§ **Aim of the exercise**:
Output the records exactly. Include every line.

Records from a point labeling set
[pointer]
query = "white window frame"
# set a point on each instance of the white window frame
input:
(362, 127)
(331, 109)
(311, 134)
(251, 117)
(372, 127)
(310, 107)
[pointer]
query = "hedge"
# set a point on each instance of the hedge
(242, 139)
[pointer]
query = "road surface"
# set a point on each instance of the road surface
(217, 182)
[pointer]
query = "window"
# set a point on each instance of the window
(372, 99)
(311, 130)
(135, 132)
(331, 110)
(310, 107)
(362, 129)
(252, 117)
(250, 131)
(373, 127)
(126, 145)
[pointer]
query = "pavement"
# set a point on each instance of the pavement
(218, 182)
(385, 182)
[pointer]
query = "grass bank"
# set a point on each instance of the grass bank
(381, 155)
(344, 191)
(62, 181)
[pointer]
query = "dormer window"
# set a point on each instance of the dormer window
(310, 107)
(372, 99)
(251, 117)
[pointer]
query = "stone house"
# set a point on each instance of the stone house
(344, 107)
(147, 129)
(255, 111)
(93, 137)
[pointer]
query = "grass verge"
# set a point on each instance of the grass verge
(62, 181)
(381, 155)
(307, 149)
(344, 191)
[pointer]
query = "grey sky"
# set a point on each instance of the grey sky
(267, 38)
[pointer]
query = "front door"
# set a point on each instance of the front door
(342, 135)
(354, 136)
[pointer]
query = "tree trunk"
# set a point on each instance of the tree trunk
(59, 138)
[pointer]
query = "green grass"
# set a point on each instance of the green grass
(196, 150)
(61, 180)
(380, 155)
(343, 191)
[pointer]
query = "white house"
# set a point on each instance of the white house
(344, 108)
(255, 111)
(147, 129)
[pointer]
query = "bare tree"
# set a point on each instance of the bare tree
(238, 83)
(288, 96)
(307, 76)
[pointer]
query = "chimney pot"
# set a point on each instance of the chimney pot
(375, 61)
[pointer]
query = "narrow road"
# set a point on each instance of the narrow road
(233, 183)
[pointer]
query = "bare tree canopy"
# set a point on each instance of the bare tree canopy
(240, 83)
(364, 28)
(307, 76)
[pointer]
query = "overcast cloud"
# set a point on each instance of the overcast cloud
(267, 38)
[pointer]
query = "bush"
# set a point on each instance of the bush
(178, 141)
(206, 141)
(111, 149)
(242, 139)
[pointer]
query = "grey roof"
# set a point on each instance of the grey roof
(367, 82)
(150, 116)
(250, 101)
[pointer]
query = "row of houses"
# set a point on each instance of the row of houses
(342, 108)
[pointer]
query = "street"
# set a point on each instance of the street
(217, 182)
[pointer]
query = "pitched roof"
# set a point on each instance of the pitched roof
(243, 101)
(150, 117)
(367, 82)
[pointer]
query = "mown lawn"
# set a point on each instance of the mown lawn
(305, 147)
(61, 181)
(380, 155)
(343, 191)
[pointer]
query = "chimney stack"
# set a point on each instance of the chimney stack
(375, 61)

§ **Exercise solution**:
[pointer]
query = "white window frame"
# set a point on each instance of the white window frame
input:
(362, 127)
(331, 109)
(311, 134)
(251, 117)
(372, 127)
(310, 107)
[pointer]
query = "hedge"
# set a point on each instance of the hedge
(242, 139)
[pointer]
query = "road surface"
# set a point on each instance of the road surface
(217, 182)
[pointer]
query = "window"
# set a point on each instance of the window
(372, 99)
(311, 130)
(135, 132)
(331, 110)
(310, 107)
(362, 129)
(252, 117)
(250, 131)
(373, 127)
(126, 145)
[pointer]
query = "pavement"
# set a point on each instance of the pavement
(218, 182)
(385, 182)
[pointer]
query = "grass bank"
# set a point on each instance of the grass bank
(381, 155)
(344, 191)
(62, 181)
[pointer]
query = "dormer window"
# set a point on each instance of the dormer window
(310, 107)
(372, 99)
(251, 117)
[pointer]
query = "stone house"
# set a point on each instance of the stone house
(344, 107)
(147, 129)
(255, 111)
(93, 137)
[pointer]
query = "grass verge"
# set a point on each instance of the grass verge
(62, 181)
(381, 155)
(307, 149)
(344, 191)
[pointer]
query = "grey sky"
# set a point on each instance of the grey sky
(267, 38)
[pointer]
query = "front door"
# set a point on each instance of the front door
(342, 135)
(354, 136)
[pointer]
query = "tree trunk"
# set a point on each instance of the tree trunk
(59, 138)
[pointer]
query = "green grass"
# set a point on each instance of the green grass
(196, 150)
(61, 180)
(380, 155)
(343, 191)
[pointer]
query = "white house"
# set a point on each instance of the white house
(344, 108)
(255, 111)
(147, 129)
[pointer]
query = "bare tree"
# set a point on each instance of the bare tree
(238, 83)
(288, 96)
(307, 76)
[pointer]
query = "chimney pot"
# set a point on each instance of the chimney pot
(375, 61)
[pointer]
query = "narrow road"
# set a point on each instance of the narrow road
(233, 183)
[pointer]
query = "bare tree canopy"
# set a point on each instance of the bare tree canopy
(240, 83)
(364, 28)
(307, 76)
[pointer]
query = "overcast cloud"
# set a point on each instance of the overcast cloud
(267, 38)
[pointer]
query = "bush"
# set a point on each instance of the bush
(178, 141)
(206, 141)
(111, 149)
(242, 139)
[pointer]
query = "grey roof"
# set a point on each instance of the grey roof
(367, 82)
(150, 116)
(250, 101)
[pointer]
query = "row of houses"
# set a point on each instance of the row of houses
(342, 108)
[pointer]
query = "street"
# set a point on each instance of the street
(217, 182)
[pointer]
query = "pitched roof"
# set a point on each instance of the pitched roof
(243, 101)
(150, 117)
(367, 82)
[pointer]
query = "mown lawn"
# set a point on each instance of the mown lawn
(305, 147)
(61, 181)
(380, 155)
(343, 191)
[pointer]
query = "chimney stack"
# set a point on each instance of the chimney stack
(375, 61)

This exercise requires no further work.